• [To do]: Write back every record verbatim.

[Referring expression pointing data]
====

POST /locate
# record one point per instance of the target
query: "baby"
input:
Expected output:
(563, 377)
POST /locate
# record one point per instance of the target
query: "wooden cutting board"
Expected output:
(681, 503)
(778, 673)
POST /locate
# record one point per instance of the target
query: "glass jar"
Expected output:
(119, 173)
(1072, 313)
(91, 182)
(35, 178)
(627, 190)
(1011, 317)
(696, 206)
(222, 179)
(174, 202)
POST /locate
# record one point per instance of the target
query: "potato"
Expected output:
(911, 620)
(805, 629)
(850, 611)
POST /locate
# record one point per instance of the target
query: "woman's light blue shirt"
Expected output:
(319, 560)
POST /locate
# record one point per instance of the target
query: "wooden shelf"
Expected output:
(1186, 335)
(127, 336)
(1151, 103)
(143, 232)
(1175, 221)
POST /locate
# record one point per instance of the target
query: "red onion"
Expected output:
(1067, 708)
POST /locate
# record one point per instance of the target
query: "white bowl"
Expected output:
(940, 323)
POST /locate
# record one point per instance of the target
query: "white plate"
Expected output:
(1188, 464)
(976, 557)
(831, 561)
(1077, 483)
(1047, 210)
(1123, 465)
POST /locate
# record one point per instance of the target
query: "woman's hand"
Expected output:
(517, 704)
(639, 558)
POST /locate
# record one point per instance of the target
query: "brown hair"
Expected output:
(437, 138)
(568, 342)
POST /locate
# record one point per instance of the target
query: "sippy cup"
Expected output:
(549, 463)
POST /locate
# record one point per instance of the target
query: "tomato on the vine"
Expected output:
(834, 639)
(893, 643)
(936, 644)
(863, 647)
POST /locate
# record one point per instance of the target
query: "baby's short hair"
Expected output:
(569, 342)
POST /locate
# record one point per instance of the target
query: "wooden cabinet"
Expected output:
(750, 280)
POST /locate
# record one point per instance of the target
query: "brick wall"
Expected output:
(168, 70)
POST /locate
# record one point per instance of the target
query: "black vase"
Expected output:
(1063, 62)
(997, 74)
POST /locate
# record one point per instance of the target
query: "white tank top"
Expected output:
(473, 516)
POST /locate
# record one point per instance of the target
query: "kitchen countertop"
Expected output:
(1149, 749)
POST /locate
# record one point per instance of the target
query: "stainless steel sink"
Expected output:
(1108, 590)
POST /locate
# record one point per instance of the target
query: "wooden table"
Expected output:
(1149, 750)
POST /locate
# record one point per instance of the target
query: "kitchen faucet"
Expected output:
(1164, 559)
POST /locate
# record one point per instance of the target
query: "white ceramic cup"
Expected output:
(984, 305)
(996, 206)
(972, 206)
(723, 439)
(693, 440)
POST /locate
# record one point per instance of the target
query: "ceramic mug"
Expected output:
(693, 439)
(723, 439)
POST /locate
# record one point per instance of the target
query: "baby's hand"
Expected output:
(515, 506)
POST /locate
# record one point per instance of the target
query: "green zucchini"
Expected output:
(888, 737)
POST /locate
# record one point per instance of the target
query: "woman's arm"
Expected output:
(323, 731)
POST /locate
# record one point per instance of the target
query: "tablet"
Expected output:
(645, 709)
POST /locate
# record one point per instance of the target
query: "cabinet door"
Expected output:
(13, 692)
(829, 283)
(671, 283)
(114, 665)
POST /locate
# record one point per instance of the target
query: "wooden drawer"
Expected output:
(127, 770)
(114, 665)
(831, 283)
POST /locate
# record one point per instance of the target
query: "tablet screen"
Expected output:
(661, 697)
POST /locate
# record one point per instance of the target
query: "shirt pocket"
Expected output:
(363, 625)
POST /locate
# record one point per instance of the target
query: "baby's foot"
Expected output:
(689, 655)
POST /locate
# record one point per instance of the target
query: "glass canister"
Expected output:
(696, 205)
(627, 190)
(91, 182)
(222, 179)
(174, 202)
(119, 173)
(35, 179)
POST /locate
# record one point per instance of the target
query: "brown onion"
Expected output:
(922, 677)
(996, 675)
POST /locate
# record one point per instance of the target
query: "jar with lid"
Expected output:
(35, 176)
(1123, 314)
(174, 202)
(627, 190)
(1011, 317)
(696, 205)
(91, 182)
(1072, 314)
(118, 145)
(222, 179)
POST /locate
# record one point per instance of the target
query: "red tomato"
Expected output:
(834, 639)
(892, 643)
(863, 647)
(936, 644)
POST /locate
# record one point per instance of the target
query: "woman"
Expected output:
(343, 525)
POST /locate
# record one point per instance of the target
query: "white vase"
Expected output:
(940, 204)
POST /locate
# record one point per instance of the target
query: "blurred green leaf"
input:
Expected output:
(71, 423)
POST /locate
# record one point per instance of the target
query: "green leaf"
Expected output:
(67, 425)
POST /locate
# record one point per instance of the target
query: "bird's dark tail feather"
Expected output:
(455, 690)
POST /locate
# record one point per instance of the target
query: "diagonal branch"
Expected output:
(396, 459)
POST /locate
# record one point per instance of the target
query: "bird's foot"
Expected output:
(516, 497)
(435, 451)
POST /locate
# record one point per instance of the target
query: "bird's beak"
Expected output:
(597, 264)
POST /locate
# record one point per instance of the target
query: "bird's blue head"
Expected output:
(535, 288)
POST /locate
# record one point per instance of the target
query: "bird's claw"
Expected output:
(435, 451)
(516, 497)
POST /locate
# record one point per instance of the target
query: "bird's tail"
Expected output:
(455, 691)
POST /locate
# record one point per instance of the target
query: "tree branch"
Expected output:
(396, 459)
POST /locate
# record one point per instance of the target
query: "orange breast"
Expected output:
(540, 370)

====

• [Result below]:
POST /locate
# record one point per instance of the target
query: "baby"
input:
Expected output:
(563, 377)
POST /locate
# record one point per instance of the target
query: "wooden cutting board"
Expected output:
(681, 503)
(778, 673)
POST /locate
# record one point per instance of the target
query: "glass jar"
Expected output:
(119, 173)
(1072, 313)
(91, 182)
(35, 178)
(627, 190)
(1011, 317)
(696, 206)
(222, 179)
(174, 202)
POST /locate
# record one point per instance of the target
query: "potato"
Expected output:
(911, 620)
(805, 629)
(850, 611)
POST /locate
# record one point per instance of the target
query: "woman's light blue shirt"
Expected output:
(319, 560)
POST /locate
# record one point per instance of the target
query: "wooden shelf"
Expected output:
(1186, 335)
(127, 336)
(1151, 103)
(143, 232)
(1175, 221)
POST /locate
# record one point per instance of the target
query: "red onion"
Expected output:
(1067, 708)
POST /locate
# record one point per instance of the target
query: "white bowl"
Expected output:
(940, 323)
POST /locate
# record one point per instance of the target
query: "white plate"
Expected output:
(1188, 464)
(976, 557)
(831, 561)
(1077, 483)
(1047, 210)
(1123, 465)
POST /locate
# record one point per instance of the target
query: "woman's hand"
Expected output:
(517, 704)
(639, 558)
POST /locate
# record one point per instance of the target
query: "brown hair"
Expected output:
(437, 138)
(568, 342)
POST /locate
# record one point per instance of the target
query: "sippy cup"
Expected output:
(549, 463)
POST /locate
# record one point per instance of the target
query: "tomato on the vine"
Expected output:
(834, 639)
(893, 643)
(936, 644)
(863, 647)
POST /locate
# record one point per instance of the target
query: "baby's short hair"
Expected output:
(569, 342)
POST /locate
# record one point per instance of the target
query: "wooden cabinet"
Expected output:
(750, 280)
POST /locate
# record one point per instance of the target
query: "brick wall"
Expected output:
(168, 70)
POST /locate
# record one point per instance of the target
query: "black vase"
Expected output:
(1063, 62)
(997, 74)
POST /locate
# record one point per instance of the target
query: "white tank top"
Expected output:
(473, 516)
POST /locate
# record one point per instance of the target
query: "kitchen countertop"
Expected output:
(1149, 749)
POST /locate
# record one point per instance of the target
query: "stainless steel sink"
Expected output:
(1108, 590)
POST /locate
# record one point per instance of the target
query: "wooden table"
Expected output:
(1149, 750)
POST /locate
# record one point per instance of the target
query: "kitchen faucet"
Expected output:
(1164, 559)
POST /locate
# record one point per instance of the target
query: "white ceramic cup"
Expected output:
(984, 305)
(996, 206)
(972, 206)
(723, 439)
(693, 440)
POST /locate
# record one point per instance of the target
query: "ceramic mug"
Expected output:
(693, 439)
(723, 439)
POST /locate
# record one point per instance of the target
query: "baby's hand"
Expected output:
(515, 506)
POST /locate
# record one point per instance of the target
query: "green zucchini"
Expected output:
(888, 737)
POST /locate
# record one point per instance of the target
query: "woman's arm"
Expected output:
(323, 731)
POST /locate
# record one point per instance of the target
query: "tablet"
Expected output:
(645, 709)
POST /locate
# record one point per instance of the target
query: "cabinet door"
Expected output:
(13, 692)
(829, 283)
(671, 283)
(114, 665)
POST /locate
# record one point per instance of the target
query: "wooden drawer"
Expected output:
(127, 770)
(114, 665)
(831, 283)
POST /locate
# record one point per instance of the target
query: "tablet screen"
Expected output:
(661, 697)
POST /locate
# record one point per instance of the target
query: "shirt pocket"
Expected output:
(363, 625)
POST /locate
# record one point per instance of the target
query: "baby's foot"
Expected output:
(689, 655)
POST /locate
# record one point per instance of the target
query: "glass canister"
Expected output:
(696, 205)
(627, 190)
(91, 182)
(222, 179)
(174, 202)
(119, 173)
(35, 179)
POST /locate
# record one point per instance of the target
query: "brown onion"
Expected output:
(922, 677)
(996, 675)
POST /locate
# record one point per instance of the target
query: "jar with lid"
Expected output:
(35, 176)
(1123, 314)
(174, 202)
(627, 190)
(1011, 317)
(696, 205)
(91, 182)
(1072, 314)
(118, 145)
(222, 179)
POST /locate
# record one point per instance of the target
query: "red tomato"
Expected output:
(834, 639)
(892, 643)
(863, 647)
(936, 644)
POST /locate
# record one point per instance of the target
query: "woman"
Expected output:
(343, 525)
POST /locate
# record one point per instance of the target
query: "white vase"
Expected output:
(940, 204)
POST /locate
# record one point per instance of the target
query: "blurred green leaf"
input:
Expected output:
(71, 423)
POST /locate
# record one point per instance of the target
query: "green leaf"
Expected output:
(67, 425)
POST /locate
# record one point per instance of the target
query: "bird's dark tail feather"
Expected output:
(455, 690)
POST /locate
# record one point per instance of the target
query: "diagonal branch"
Expected output:
(396, 459)
POST /locate
# record one point per instance of the target
query: "bird's foot"
Expected output:
(516, 497)
(435, 451)
POST /locate
# record one point per instance of the target
query: "bird's beak"
Expected output:
(597, 264)
POST /locate
# record one point per instance of the target
query: "bird's blue head"
Expected output:
(535, 288)
POST /locate
# record one point per instance of the target
query: "bird's claw"
Expected output:
(435, 451)
(516, 497)
POST /locate
# record one point per instance of the target
query: "bird's tail"
Expected output:
(455, 691)
POST /locate
# record one point per instance of the target
query: "tree branch"
Expected output:
(396, 459)
POST /locate
# record one point per instance of the target
query: "orange breast"
Expected output:
(540, 370)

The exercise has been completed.